In the listing below, take the lines from the line with "Task: indicate one point on every instance of the front side" up to and including the line with "(1151, 117)", and add 40 to each coordinate value in the answers. Write out only those lines, leaving all other text in them unchanged.
═════ Provided data
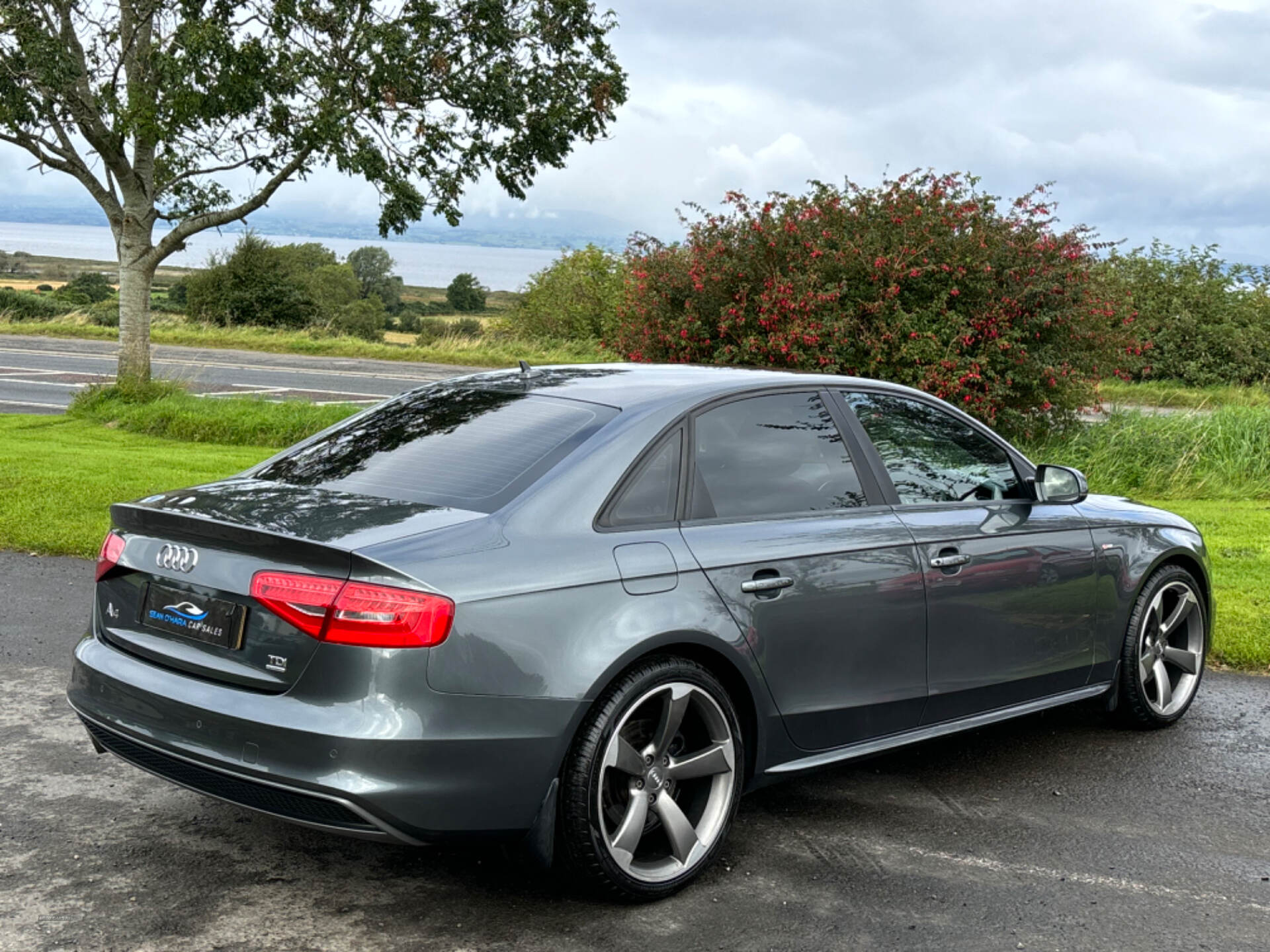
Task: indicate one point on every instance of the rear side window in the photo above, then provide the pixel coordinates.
(933, 456)
(652, 495)
(771, 455)
(448, 446)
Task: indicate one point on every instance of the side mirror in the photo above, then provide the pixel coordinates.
(1060, 484)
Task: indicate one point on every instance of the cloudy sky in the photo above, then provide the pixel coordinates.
(1151, 116)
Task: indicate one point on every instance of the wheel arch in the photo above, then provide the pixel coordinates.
(1191, 561)
(726, 662)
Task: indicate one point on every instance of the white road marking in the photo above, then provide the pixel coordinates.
(51, 382)
(157, 361)
(32, 403)
(1114, 883)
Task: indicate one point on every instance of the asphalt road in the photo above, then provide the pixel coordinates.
(41, 375)
(1056, 832)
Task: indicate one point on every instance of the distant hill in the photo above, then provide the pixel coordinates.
(549, 230)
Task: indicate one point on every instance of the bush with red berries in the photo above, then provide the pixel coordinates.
(921, 281)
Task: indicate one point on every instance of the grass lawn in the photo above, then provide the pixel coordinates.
(1177, 395)
(62, 475)
(465, 352)
(241, 422)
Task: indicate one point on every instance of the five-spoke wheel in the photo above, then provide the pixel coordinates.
(661, 772)
(1165, 649)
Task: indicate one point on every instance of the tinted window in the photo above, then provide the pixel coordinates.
(444, 446)
(933, 456)
(652, 495)
(771, 456)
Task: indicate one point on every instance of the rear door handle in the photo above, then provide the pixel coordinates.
(767, 584)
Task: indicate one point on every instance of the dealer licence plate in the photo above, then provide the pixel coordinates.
(211, 619)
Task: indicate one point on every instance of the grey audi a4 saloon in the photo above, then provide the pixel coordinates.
(589, 607)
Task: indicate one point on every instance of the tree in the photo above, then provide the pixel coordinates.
(255, 284)
(374, 270)
(465, 294)
(194, 113)
(577, 296)
(1206, 320)
(922, 281)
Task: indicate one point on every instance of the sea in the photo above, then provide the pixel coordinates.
(418, 263)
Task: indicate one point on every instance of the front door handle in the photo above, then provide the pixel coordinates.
(767, 584)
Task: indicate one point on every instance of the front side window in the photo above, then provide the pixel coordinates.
(771, 455)
(452, 446)
(933, 456)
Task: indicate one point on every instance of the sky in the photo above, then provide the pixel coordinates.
(1151, 117)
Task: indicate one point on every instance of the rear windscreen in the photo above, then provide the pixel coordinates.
(444, 446)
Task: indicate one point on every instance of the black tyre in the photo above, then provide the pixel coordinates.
(1165, 648)
(652, 781)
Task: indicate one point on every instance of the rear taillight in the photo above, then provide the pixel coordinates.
(355, 612)
(112, 547)
(302, 600)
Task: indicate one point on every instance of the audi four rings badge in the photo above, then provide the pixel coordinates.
(182, 559)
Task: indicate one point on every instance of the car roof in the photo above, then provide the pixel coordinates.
(643, 385)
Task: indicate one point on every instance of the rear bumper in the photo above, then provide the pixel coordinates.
(375, 754)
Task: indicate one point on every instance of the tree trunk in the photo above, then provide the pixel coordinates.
(136, 274)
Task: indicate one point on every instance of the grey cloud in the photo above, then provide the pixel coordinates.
(1152, 116)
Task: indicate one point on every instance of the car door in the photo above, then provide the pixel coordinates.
(1010, 582)
(814, 567)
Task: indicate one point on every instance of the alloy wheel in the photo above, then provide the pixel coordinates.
(1171, 649)
(667, 782)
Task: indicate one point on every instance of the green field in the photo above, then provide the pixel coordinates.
(491, 350)
(62, 475)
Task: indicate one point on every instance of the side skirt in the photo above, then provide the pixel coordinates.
(937, 730)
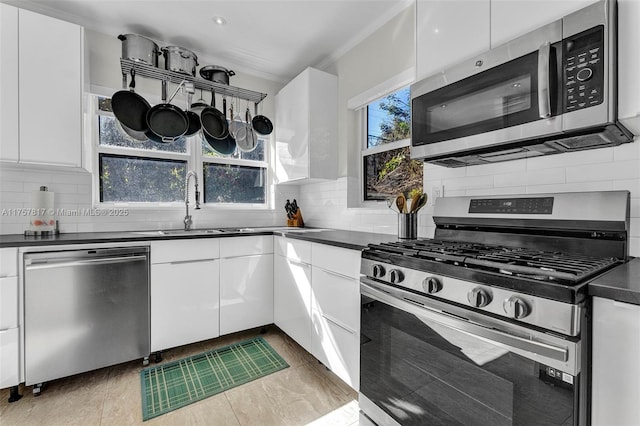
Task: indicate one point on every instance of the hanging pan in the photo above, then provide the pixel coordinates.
(261, 124)
(214, 123)
(130, 109)
(167, 120)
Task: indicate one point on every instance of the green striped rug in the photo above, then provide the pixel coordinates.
(178, 383)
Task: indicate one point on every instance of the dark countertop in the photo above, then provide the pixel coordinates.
(621, 283)
(340, 238)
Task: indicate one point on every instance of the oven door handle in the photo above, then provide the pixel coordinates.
(462, 325)
(544, 96)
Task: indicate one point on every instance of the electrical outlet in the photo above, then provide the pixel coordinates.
(436, 192)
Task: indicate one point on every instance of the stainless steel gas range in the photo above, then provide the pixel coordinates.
(488, 323)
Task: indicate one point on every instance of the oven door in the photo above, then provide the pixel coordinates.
(428, 362)
(508, 94)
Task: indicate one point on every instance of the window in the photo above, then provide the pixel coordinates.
(387, 169)
(146, 173)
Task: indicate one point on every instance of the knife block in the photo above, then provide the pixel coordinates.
(296, 221)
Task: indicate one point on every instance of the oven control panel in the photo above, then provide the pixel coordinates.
(529, 205)
(584, 69)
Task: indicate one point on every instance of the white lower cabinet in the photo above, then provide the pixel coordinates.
(9, 361)
(292, 299)
(246, 292)
(185, 294)
(615, 363)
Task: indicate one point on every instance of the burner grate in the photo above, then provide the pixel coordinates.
(519, 262)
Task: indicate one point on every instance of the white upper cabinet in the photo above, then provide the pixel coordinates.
(449, 31)
(9, 83)
(628, 64)
(306, 128)
(41, 77)
(511, 19)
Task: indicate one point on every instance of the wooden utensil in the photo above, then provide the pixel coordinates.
(401, 203)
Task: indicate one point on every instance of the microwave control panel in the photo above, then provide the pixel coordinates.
(584, 69)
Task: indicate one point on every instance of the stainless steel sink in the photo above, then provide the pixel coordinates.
(180, 232)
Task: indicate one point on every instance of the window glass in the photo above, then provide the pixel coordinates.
(226, 183)
(139, 179)
(390, 173)
(388, 170)
(389, 119)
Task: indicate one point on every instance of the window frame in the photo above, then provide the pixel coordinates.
(194, 158)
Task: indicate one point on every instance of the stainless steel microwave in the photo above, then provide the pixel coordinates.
(549, 91)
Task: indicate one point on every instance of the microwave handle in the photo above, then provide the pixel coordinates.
(544, 100)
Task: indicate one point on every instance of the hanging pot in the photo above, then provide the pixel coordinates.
(139, 49)
(216, 74)
(167, 120)
(261, 124)
(180, 60)
(214, 123)
(130, 109)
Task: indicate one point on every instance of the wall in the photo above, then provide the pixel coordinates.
(73, 187)
(327, 203)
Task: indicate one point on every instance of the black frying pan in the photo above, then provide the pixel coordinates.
(167, 120)
(130, 109)
(261, 124)
(214, 122)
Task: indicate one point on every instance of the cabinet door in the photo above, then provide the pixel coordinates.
(8, 83)
(50, 87)
(185, 304)
(246, 292)
(628, 64)
(338, 348)
(449, 31)
(511, 19)
(292, 130)
(292, 299)
(616, 363)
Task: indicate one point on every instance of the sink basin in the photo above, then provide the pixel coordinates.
(180, 232)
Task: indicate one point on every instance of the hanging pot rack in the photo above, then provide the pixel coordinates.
(149, 71)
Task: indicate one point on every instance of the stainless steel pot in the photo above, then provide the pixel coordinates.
(180, 60)
(140, 49)
(216, 74)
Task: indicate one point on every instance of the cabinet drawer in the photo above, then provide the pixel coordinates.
(182, 250)
(336, 259)
(246, 246)
(8, 302)
(9, 366)
(337, 297)
(297, 250)
(8, 262)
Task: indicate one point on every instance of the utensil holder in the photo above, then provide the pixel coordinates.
(407, 226)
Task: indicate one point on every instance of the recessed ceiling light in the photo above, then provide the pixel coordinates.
(219, 20)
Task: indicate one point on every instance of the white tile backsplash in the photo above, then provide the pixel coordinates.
(593, 170)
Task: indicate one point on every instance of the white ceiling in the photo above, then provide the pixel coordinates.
(273, 39)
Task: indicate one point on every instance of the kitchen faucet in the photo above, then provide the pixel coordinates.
(187, 219)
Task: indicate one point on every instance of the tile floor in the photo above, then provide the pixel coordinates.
(305, 393)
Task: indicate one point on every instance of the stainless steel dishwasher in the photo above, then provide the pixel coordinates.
(84, 309)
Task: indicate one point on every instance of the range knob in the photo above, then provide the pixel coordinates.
(431, 285)
(516, 307)
(396, 276)
(378, 271)
(479, 297)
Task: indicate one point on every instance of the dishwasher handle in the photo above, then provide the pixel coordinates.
(43, 264)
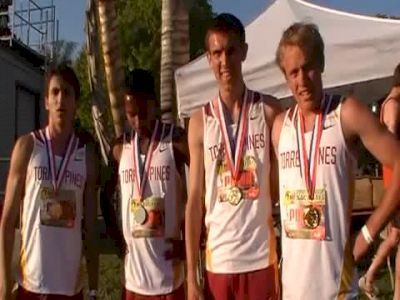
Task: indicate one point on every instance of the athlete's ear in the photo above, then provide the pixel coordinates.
(245, 48)
(46, 102)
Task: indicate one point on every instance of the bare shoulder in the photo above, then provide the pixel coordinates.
(353, 110)
(116, 148)
(23, 147)
(196, 119)
(356, 118)
(391, 105)
(277, 127)
(195, 134)
(272, 108)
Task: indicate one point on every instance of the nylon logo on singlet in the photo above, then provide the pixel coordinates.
(291, 159)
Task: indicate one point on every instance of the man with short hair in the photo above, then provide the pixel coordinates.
══════════
Response
Task: indicate one point on every instance of the front side window in the photo above, then provide the pixel coordinates.
(811, 495)
(492, 486)
(973, 496)
Task: indicate one point on every instance of the sky in the photo above, then provide the pixel coordinates.
(1191, 157)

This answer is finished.